L’intensification du commerce global et les changements climatiques contribuent à exposer les arbres suisses indigènes aux organismes nuisibles récemment introduits. Les arbres n’ont pas encore développé de mécanismes de défense contre ces ennemis inconnus, ce qui accroît leur vulnérabilité. Les organismes nuisibles s’en prennent souvent à une même essence et s’influencent ainsi mutuellement. L’exemple du cynips et du chancre de l’écorce du châtaignier illustre les conséquences de cette interaction pour les châtaigneraies en Suisse.

Le chancre de l’écorce du châtaignier est causé par Cryphonectria parasitica, champignon originaire de l’est de l’Asie. Il provoque des tumeurs typiques, ou chancres, sur l’écorce du tronc et des branches (figure 1). Dès qu’un de ces chancres a entouré totalement une branche ou un tronc, l’arbre dépérit au-dessus de la partie atteinte. Les premières observations en Suisse remontent à 1948, au Tessin.

## VOTRE TÂCHE
Pouvez-vous recopier intégralement le texte sur les organismes nuisibles du châtaignier, sans y changer un seul mot ?

## LISTE FOURNIE
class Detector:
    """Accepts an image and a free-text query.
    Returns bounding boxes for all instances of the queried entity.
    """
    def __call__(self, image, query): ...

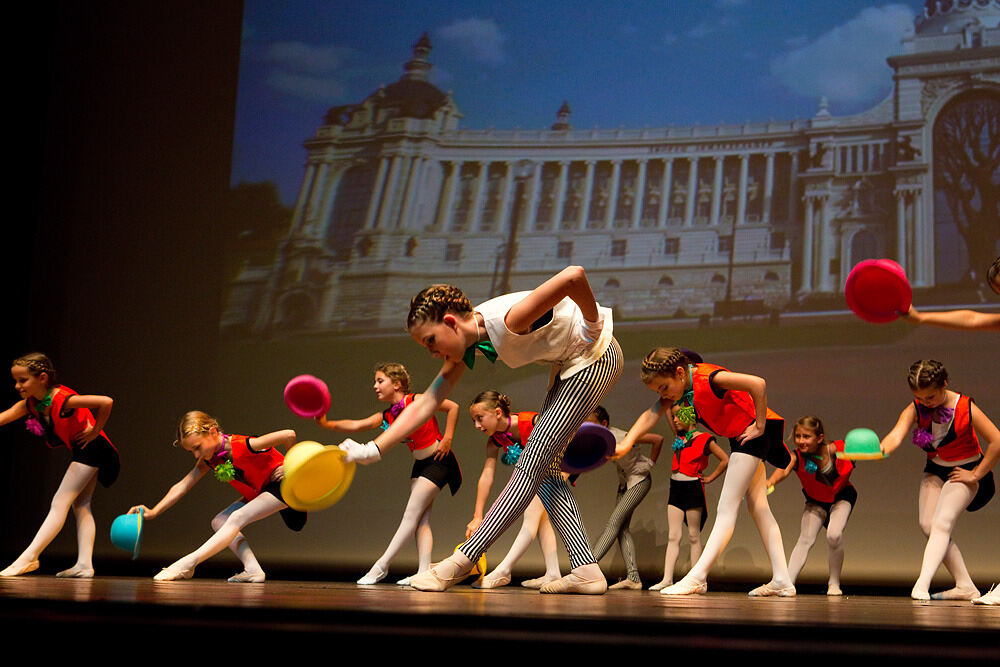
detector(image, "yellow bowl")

...

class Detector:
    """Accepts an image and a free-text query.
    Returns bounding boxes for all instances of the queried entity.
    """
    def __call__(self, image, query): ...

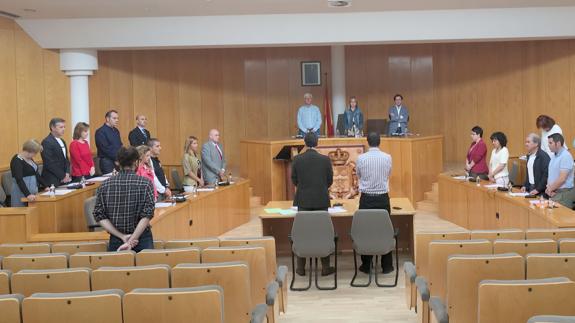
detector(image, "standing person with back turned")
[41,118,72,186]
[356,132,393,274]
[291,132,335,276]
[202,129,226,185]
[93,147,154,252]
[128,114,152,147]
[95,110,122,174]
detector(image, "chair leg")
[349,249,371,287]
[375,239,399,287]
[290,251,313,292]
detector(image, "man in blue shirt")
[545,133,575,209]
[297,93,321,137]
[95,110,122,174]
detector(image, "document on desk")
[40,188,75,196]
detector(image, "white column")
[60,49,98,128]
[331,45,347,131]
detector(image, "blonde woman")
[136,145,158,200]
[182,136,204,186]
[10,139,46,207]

--

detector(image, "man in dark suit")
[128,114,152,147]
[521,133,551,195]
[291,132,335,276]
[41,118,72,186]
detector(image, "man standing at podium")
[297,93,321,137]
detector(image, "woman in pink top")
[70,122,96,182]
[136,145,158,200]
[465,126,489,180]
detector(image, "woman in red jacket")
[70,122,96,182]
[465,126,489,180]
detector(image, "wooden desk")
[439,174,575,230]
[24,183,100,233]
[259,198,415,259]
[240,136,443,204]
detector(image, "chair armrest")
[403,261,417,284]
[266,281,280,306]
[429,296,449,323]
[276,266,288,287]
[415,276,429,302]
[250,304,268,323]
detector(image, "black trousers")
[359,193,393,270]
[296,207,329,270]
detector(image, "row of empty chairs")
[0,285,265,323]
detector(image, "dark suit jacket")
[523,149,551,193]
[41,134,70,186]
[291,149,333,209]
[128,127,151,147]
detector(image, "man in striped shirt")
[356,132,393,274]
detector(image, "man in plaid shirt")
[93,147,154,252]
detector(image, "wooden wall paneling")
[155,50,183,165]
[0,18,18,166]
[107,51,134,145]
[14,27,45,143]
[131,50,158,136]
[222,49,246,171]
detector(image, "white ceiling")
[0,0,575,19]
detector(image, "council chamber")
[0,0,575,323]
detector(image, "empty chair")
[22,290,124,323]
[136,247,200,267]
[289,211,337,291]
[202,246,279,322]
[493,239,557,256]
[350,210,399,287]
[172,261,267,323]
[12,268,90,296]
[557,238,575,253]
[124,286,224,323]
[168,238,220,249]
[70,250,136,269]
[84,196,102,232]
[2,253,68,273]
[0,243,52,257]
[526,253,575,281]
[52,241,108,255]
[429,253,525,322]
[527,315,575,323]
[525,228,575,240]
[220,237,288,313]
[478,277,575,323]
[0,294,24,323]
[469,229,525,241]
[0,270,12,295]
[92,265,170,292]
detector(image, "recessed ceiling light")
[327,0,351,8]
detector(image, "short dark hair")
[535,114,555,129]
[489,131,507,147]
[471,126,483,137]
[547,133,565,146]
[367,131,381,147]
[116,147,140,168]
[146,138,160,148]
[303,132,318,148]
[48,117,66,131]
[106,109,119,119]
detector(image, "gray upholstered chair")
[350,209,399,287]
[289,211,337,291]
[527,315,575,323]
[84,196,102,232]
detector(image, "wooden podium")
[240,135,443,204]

## RÉSULTAT ATTENDU
L’intensification du commerce global et les changements climatiques contribuent à exposer les arbres suisses indigènes aux organismes nuisibles récemment introduits. Les arbres n’ont pas encore développé de mécanismes de défense contre ces ennemis inconnus, ce qui accroît leur vulnérabilité. Les organismes nuisibles s’en prennent souvent à une même essence et s’influencent ainsi mutuellement. L’exemple du cynips et du chancre de l’écorce du châtaignier illustre les conséquences de cette interaction pour les châtaigneraies en Suisse.

Le chancre de l’écorce du châtaignier est causé par Cryphonectria parasitica, champignon originaire de l’est de l’Asie. Il provoque des tumeurs typiques, ou chancres, sur l’écorce du tronc et des branches (figure 1). Dès qu’un de ces chancres a entouré totalement une branche ou un tronc, l’arbre dépérit au-dessus de la partie atteinte. Les premières observations en Suisse remontent à 1948, au Tessin.